DIRECTIVE 1
Show every line of the records that contains the string "wheel". Case counts.

Pink Star, a flawless 59.6-carat pink diamond will be auctioned in the Swiss city of Geneva at a record asking price of $60 million, Sotheby’s auction house says.
Sotheby’s says the oval-cut stone will become the most valuable diamond ever to be offered at auction.
Sotheby’s David Bennett says the diamond belongs in “the ranks of the earth’s greatest natural treasures”.
Pink Star is over twice the size of the 24.78-carat “Graff Pink” diamond that set the world auction record for $46.2 million.
Pink Star diamond will be auctioned in Geneva at a record asking price of $60 million
The diamond, which was mined by De Beers in Africa in 1999, has received the highest possible color and clarity rating from the Gemological Institute of America (GIA).
Pink Star weighed 132.5 carats in the rough, and was cut and polished over a period of two years by Steinmetz Diamonds, the New York-based auction house said in a statement on Wednesday.

DIRECTIVE 2
According to the Pink Star text, who cut and polished the diamond, and over what period?

RECORDED INFORMATION
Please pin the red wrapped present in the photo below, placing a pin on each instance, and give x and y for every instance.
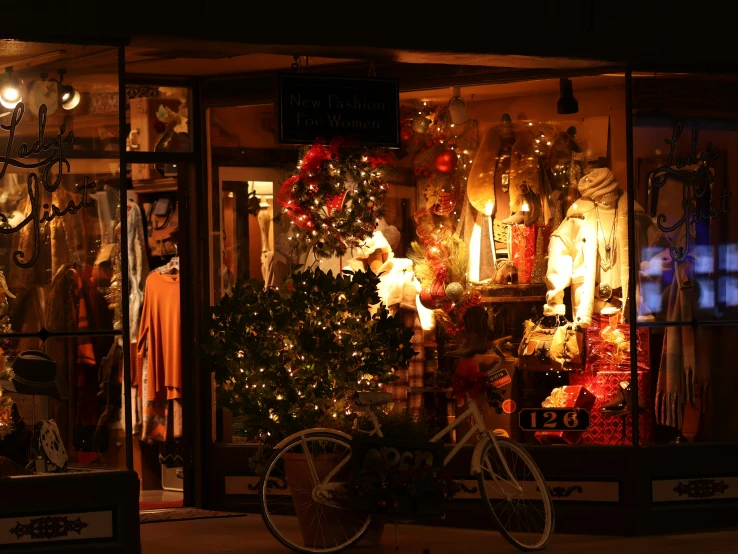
(609, 429)
(574, 396)
(528, 247)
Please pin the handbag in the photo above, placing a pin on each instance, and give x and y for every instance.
(48, 448)
(566, 347)
(554, 348)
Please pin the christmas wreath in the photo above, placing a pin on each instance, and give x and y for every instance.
(334, 200)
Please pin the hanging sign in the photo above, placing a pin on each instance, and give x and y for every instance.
(316, 109)
(554, 419)
(396, 455)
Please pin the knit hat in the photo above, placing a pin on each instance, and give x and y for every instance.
(598, 182)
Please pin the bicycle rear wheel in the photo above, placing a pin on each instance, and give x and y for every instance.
(524, 514)
(288, 503)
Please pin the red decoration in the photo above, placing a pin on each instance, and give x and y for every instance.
(446, 203)
(523, 250)
(433, 296)
(315, 198)
(446, 161)
(468, 379)
(604, 385)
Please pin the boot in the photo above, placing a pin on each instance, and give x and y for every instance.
(475, 339)
(617, 404)
(623, 401)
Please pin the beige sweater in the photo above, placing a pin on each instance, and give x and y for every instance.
(573, 260)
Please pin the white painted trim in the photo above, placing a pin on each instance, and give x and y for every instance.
(76, 525)
(694, 489)
(569, 491)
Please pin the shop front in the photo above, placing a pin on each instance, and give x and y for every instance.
(575, 215)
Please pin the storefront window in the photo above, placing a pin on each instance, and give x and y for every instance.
(60, 259)
(684, 161)
(158, 119)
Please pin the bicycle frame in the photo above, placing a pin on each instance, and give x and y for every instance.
(479, 427)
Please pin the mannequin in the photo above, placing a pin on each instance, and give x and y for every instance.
(264, 217)
(589, 251)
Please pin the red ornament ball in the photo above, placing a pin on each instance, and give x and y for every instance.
(446, 161)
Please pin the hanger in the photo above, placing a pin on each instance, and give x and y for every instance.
(4, 286)
(170, 268)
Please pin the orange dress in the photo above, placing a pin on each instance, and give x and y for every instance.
(160, 335)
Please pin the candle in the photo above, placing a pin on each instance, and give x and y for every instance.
(475, 252)
(489, 208)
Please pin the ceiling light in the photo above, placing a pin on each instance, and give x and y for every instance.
(10, 90)
(69, 96)
(567, 103)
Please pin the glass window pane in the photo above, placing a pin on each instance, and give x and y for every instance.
(60, 253)
(158, 119)
(683, 156)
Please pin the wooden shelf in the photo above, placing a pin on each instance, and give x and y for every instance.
(509, 299)
(431, 389)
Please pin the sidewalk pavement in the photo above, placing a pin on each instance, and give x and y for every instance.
(247, 535)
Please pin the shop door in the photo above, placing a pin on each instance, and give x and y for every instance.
(161, 171)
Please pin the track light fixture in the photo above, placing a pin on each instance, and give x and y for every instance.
(10, 89)
(567, 103)
(69, 96)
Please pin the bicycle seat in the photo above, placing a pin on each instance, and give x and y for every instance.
(372, 398)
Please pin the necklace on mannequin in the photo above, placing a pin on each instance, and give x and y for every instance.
(607, 261)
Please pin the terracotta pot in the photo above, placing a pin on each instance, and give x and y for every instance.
(333, 520)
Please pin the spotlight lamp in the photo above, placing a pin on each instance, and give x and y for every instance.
(10, 90)
(567, 103)
(69, 96)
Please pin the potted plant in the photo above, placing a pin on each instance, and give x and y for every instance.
(286, 359)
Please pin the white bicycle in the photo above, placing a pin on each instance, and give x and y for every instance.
(300, 507)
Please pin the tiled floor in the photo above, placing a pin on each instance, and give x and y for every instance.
(160, 496)
(248, 534)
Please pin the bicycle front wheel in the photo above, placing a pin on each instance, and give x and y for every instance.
(516, 494)
(301, 497)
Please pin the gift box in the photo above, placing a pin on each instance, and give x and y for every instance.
(506, 382)
(599, 351)
(609, 429)
(528, 247)
(577, 396)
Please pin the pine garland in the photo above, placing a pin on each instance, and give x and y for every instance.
(334, 202)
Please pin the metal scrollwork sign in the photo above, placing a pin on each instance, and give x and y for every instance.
(696, 176)
(45, 157)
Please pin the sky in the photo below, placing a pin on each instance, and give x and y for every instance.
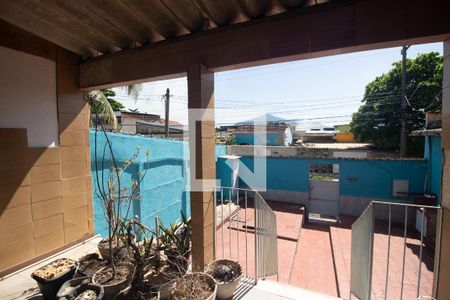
(310, 93)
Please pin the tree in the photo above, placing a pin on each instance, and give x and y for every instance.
(378, 119)
(109, 94)
(103, 104)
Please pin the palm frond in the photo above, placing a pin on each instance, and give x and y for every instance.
(133, 90)
(99, 99)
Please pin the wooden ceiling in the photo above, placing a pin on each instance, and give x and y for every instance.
(95, 27)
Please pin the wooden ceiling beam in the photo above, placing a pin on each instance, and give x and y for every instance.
(221, 12)
(292, 4)
(117, 15)
(187, 13)
(81, 13)
(43, 28)
(332, 28)
(54, 18)
(255, 9)
(155, 14)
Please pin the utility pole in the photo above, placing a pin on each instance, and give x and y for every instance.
(167, 99)
(403, 131)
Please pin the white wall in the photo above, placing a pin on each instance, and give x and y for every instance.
(28, 96)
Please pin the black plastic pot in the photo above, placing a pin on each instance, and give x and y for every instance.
(50, 287)
(78, 285)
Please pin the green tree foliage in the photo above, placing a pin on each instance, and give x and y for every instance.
(109, 94)
(378, 119)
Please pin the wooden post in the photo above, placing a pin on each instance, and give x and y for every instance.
(202, 162)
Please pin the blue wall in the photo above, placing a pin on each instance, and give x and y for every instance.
(433, 154)
(163, 189)
(358, 178)
(272, 139)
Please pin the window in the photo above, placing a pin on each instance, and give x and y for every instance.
(324, 172)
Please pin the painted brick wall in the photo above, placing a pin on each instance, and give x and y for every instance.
(45, 193)
(164, 187)
(358, 178)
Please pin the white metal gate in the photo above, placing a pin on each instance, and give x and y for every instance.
(324, 198)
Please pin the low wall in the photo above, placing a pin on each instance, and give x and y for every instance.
(164, 189)
(360, 180)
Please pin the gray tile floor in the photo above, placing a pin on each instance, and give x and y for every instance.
(20, 285)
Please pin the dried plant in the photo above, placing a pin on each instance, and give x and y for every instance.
(115, 196)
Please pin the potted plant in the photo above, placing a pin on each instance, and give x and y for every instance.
(143, 254)
(114, 279)
(193, 286)
(174, 246)
(115, 199)
(80, 288)
(52, 276)
(227, 274)
(175, 241)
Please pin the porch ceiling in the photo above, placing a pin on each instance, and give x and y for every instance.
(92, 28)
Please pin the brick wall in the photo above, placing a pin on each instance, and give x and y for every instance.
(46, 193)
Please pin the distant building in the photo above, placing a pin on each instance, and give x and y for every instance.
(274, 135)
(432, 151)
(127, 120)
(276, 132)
(145, 124)
(156, 129)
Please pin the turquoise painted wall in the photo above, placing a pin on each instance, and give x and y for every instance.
(164, 187)
(272, 139)
(433, 154)
(358, 178)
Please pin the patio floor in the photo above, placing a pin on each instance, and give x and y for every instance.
(297, 245)
(341, 242)
(316, 257)
(20, 285)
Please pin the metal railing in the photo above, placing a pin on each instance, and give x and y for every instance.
(246, 231)
(408, 226)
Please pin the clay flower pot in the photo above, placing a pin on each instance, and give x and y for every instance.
(77, 286)
(225, 286)
(103, 247)
(124, 270)
(123, 295)
(178, 286)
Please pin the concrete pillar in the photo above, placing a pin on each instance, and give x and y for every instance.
(444, 263)
(202, 162)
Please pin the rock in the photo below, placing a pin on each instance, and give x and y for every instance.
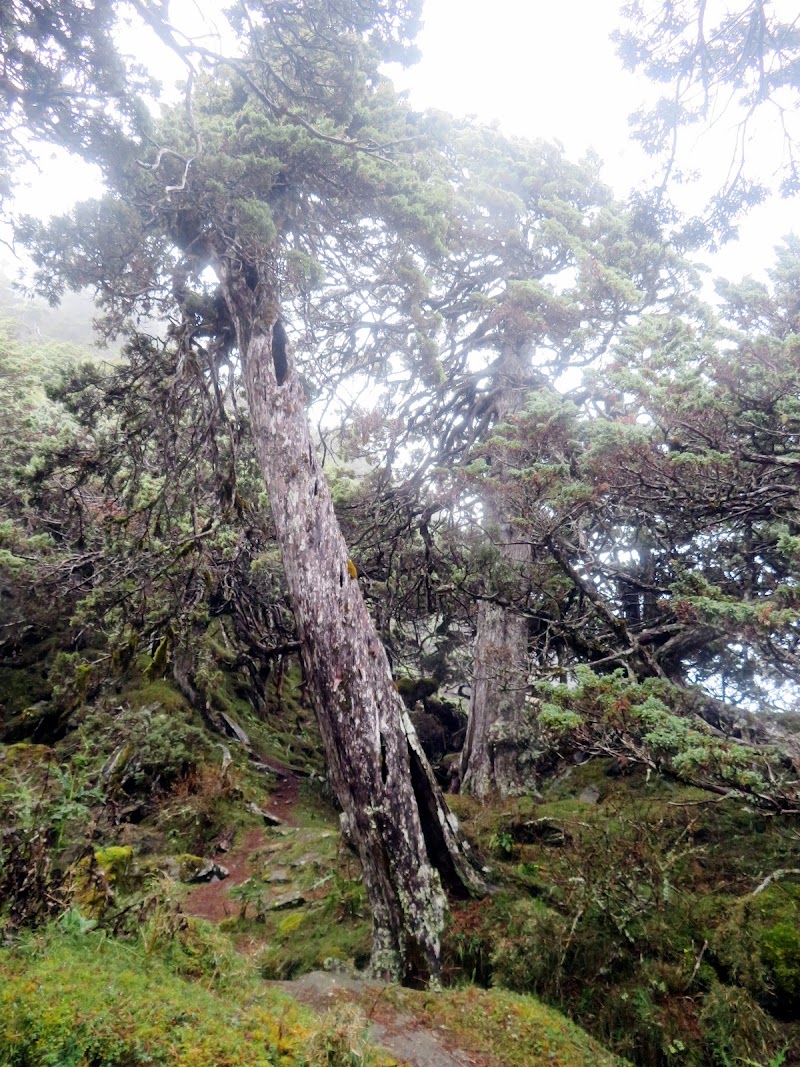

TASK ANSWER 1
Please pin the bicycle rear wheel in the photo above, placing a pin on each instance, and give x and y for every instance.
Please pin the bicycle front wheel in the photo above, placing a pin on each instance, and give x and y for every instance.

TASK ANSWER 2
Steinmetz Diamonds cut and polished it over a period of two years.